▸ **REQUIREMENTS**: In the records below, turn every line from the one containing "Where can the wooden" through the end of the records, both ends included, into a JSON list of strings with one string per line, skipping blank lines.

▸ **STORED DATA**:
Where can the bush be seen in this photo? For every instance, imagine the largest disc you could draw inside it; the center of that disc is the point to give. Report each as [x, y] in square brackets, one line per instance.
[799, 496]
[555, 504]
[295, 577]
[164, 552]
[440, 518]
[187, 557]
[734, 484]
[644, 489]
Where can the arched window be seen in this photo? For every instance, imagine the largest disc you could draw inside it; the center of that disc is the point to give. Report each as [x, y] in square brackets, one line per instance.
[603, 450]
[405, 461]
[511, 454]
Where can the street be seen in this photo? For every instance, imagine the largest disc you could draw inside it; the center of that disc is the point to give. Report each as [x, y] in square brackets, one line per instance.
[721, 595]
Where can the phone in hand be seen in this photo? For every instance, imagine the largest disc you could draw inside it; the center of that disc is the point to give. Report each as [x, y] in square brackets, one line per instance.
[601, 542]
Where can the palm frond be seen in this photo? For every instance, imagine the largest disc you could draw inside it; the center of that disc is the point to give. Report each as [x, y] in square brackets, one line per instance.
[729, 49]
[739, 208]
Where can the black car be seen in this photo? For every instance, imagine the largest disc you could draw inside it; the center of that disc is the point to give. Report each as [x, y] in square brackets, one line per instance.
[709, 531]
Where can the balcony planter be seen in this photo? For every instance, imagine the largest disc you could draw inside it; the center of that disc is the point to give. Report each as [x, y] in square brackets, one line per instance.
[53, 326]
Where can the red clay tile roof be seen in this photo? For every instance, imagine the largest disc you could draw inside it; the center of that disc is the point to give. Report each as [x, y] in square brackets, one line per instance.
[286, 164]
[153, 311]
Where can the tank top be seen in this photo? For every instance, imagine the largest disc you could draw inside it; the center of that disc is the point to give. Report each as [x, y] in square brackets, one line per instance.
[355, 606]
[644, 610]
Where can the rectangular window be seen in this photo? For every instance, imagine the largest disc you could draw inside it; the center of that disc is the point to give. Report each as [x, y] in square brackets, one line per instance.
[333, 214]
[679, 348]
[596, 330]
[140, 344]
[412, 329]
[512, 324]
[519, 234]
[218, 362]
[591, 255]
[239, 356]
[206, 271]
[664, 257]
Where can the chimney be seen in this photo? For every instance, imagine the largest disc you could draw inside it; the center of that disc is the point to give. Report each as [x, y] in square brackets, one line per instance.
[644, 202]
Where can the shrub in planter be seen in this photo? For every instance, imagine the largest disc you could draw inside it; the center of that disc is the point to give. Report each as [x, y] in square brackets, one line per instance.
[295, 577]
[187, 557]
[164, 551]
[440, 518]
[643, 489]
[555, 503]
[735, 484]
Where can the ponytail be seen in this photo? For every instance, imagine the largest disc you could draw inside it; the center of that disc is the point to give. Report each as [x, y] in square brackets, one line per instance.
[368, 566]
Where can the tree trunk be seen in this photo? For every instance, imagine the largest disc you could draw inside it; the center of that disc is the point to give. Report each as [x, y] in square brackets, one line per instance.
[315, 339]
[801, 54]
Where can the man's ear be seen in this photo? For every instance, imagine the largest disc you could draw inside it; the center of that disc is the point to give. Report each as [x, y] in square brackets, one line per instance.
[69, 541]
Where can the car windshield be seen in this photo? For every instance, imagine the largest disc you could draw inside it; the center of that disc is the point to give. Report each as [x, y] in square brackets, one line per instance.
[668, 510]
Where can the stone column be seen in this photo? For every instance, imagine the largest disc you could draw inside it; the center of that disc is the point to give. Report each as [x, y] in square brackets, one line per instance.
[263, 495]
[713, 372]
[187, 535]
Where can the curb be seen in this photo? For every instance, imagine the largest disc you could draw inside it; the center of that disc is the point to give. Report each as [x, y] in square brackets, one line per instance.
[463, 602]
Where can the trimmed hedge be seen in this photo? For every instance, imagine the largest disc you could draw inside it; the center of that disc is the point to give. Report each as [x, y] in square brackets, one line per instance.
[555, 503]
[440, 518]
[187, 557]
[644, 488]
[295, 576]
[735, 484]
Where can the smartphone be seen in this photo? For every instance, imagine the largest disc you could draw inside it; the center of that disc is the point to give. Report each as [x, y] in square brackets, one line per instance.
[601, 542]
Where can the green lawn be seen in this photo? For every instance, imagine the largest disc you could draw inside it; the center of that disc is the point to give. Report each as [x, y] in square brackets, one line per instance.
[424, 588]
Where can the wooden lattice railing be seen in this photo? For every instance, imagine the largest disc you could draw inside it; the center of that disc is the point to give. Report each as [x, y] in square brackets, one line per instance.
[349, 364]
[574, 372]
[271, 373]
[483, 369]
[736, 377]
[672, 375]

▸ **ANSWER BELOW**:
[
  "Where can the wooden lattice railing be seen in this photo? For every instance, imagine the largest disc you could draw inside it; the center of that disc is the point to give. Report each as [x, y] in square brackets, one line per instance.",
  "[349, 364]",
  "[574, 372]",
  "[271, 373]",
  "[483, 369]",
  "[736, 377]",
  "[672, 375]"
]